● CONSIGNE 1
Pouvez-vous recopier tel quel, dans les enregistrements, le passage allant de la ligne qui contient « 265L175 231L52 275L10 » jusqu'à la ligne qui contient « positive clicks: (163, 413) », ces deux lignes comprises ?

═══ TEXTE SOURCE

Diluka, Deshayes, des mers, des frontières à Nanterre
Un battement de cœur assourdissant, dans le noir, pose d'emblée l'émotion de la soirée et son tempo, celui du premier morceau, la plus célèbre transcription -signée Alexandre Siloti- d'un Prélude de Bach : celui en mi mineur transcrit en si mineur, ce qui permet notamment à la pianiste Shani Diluka de répéter dans une douce obstination la descente de basse à la main gauche (mi-ré-do-si). Une basse obstinée qui se retrouve note pour note dans l'accompagnement musical du film ensuite projeté, Human : la Terre et des Hommes, de Yann Arthus-Bertrand (film soutenu par la Fondation Bettencourt Schueller) :
L'émotion y est esthétisée, filmée de très loin et surtout de très haut (la marque de Yann Arthus-Bertrand), mais elle alterne également avec des plans serrés sur les visages, ce qui fait le lien avec la séquence suivante : les témoignages glaçants de toutes parts des belligérants modernes (le témoignage croisé de soldats américains et de civiles musulmanes ; deux pères, un israélien et un palestinien ayant chacun perdu leur fille mais refusant le cercle vicieux de la violence et dénonçant chacun leur société comme inculquant la haine de l'autre). Une perspective historique est même offerte avec le témoignage d'une juive sauvée non seulement par des Justes mais par un officier nazi et sa famille. Ce sont ensuite huit migrants, venus sur la scène de Nanterre, qui racontent tour-à-tour leurs persécutions, leur périple, leurs amis perdus, leurs espoirs inquiets.

══════

● CONSIGNE 2
Comment poursuivriez-vous le compte rendu de la soirée à Nanterre après sa dernière phrase ?

═══ ENREGISTREMENTS FOURNIS

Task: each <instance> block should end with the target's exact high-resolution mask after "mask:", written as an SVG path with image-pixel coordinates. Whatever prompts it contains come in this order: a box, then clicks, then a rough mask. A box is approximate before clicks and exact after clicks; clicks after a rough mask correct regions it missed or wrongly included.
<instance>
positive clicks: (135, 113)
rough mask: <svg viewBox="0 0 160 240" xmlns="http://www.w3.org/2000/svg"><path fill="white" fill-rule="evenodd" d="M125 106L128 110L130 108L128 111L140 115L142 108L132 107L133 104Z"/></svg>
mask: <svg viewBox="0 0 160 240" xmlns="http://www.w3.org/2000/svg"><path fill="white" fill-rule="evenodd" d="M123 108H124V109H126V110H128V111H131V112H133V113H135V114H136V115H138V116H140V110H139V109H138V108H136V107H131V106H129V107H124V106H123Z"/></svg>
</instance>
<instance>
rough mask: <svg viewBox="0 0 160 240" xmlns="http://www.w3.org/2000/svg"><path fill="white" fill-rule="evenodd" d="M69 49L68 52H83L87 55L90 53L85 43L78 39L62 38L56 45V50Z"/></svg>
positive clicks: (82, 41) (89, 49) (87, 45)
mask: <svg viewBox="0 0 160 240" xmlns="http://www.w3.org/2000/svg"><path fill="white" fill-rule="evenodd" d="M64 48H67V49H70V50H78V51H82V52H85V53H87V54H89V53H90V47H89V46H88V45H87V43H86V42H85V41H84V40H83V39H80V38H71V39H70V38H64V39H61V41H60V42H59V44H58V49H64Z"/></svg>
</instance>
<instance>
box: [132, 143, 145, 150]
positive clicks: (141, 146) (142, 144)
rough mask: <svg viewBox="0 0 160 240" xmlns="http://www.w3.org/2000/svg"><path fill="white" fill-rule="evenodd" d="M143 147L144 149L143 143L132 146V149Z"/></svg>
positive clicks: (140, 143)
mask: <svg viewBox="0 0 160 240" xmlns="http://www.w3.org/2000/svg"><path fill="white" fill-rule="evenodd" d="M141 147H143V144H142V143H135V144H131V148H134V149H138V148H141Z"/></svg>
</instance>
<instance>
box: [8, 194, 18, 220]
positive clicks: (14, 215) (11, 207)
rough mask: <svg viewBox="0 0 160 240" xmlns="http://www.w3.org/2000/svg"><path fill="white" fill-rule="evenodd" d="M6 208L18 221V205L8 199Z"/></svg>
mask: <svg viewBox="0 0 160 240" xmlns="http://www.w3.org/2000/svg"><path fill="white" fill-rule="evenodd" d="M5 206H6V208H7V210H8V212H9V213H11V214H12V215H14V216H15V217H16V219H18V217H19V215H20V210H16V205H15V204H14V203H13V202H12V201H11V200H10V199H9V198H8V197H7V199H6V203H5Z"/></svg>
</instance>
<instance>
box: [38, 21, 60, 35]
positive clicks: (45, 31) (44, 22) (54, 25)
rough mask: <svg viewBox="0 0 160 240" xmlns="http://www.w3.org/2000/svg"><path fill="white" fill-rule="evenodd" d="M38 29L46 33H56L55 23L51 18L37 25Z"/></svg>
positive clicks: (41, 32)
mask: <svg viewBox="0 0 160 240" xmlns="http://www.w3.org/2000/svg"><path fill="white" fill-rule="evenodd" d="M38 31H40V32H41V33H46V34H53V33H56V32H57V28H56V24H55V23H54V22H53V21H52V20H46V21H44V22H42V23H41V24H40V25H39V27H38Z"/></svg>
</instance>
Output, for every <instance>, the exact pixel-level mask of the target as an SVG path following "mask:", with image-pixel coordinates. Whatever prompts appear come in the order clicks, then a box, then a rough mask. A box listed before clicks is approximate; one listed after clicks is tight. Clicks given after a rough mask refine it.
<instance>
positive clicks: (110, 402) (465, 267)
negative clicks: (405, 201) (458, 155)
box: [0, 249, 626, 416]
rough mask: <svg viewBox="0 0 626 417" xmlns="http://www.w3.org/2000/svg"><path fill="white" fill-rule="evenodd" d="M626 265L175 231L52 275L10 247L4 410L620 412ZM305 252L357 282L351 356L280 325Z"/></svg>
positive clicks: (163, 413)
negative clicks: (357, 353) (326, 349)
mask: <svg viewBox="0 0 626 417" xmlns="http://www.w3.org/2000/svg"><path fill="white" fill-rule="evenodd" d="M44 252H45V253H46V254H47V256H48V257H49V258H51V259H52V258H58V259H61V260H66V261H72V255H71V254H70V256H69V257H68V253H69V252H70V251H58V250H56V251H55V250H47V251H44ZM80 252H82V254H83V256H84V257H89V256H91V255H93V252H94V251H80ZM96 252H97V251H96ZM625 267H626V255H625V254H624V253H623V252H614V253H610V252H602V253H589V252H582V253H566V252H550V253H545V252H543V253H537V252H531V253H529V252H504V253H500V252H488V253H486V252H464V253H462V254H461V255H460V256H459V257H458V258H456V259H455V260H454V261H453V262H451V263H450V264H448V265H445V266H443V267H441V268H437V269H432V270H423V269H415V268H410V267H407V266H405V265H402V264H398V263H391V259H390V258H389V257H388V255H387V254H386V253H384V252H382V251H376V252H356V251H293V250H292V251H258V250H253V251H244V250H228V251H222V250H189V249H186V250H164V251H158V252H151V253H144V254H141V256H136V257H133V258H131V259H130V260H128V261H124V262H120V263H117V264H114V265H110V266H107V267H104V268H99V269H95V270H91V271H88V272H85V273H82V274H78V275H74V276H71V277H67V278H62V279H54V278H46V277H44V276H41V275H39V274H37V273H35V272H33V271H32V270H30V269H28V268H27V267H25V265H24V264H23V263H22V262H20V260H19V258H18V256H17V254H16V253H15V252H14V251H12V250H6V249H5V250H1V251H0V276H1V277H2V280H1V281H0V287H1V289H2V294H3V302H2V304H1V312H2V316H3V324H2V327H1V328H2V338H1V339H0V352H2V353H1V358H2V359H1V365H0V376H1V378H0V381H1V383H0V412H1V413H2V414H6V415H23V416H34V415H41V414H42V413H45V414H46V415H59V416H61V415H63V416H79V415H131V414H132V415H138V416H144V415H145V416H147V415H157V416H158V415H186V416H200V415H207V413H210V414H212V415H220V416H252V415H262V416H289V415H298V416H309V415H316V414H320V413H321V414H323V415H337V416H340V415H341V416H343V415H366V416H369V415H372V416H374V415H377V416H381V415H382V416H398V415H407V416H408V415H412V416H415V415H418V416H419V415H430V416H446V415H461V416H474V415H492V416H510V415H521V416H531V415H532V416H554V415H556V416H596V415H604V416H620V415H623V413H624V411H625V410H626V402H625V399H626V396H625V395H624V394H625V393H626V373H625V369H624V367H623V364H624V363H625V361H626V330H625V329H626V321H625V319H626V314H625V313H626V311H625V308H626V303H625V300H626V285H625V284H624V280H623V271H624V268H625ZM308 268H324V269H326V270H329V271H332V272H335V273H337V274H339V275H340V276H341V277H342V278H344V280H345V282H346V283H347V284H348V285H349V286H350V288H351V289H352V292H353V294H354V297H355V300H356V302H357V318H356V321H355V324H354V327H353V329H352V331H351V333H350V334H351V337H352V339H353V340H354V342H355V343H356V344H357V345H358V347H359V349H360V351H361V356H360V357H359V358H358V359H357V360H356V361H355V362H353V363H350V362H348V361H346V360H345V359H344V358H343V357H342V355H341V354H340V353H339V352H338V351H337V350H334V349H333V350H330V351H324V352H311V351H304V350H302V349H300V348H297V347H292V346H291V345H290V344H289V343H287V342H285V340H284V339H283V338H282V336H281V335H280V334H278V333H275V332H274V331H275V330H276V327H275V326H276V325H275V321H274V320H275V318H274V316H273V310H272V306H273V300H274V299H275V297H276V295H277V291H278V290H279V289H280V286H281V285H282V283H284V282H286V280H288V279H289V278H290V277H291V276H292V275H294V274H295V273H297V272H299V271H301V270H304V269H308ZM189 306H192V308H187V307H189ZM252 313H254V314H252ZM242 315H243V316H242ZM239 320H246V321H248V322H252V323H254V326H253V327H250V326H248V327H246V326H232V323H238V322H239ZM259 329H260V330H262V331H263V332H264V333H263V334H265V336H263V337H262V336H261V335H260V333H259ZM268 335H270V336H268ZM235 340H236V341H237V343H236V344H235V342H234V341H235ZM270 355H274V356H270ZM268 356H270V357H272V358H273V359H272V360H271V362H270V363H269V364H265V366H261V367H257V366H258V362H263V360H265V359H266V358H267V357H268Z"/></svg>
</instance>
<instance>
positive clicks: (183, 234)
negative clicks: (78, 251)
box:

══════

● CORRIGÉ 1
rough mask: <svg viewBox="0 0 626 417" xmlns="http://www.w3.org/2000/svg"><path fill="white" fill-rule="evenodd" d="M626 265L175 231L52 275L10 247L4 410L620 412ZM305 252L357 282L351 356L280 325Z"/></svg>
positive clicks: (163, 413)

● CORRIGÉ 2
La transition, et précisément l'absence de transition avec la suite du programme, et notamment l'entrée de Karine Deshayes dans une robe rouge à facettes a de quoi gêner, mais elle incarne la vie qui continue, elle reflète la lumière espérée, a fortiori puisque les deux femmes (Diluka l'accompagnant) interprètent Schubert, l'ultime espérance au bout des peines humaines. D'autant que la mezzo-soprano troque son habituel appui fort sonore pour laisser affleurer des sanglots tout au fond de sa gorge (avec de fait une ligne un peu trop basse). La nostalgique Ständchen (Sérénade) s'allège cependant et rend hommage An die Musik (À la musique). La chanteuse y retrouve son lyrisme, mais la médaille de cette amplitude a son revers dans la prosodie. Son allemand trop rond et chaud fond l'articulation des doubles consonnes (notamment le "rz", pourtant fondamental pour le romantisme allemand qui fait rimer Herz et Schmerz : cœur et peine). Deshayes suit sa partition dans un protège-cahier muni d'une sangle. Y glissant sa main, elle peut ainsi se mouvoir naturellement en suivant sa ligne écrite. Le support l'accompagne, la figeant bien moins que le pupitre auquel elle revient ensuite.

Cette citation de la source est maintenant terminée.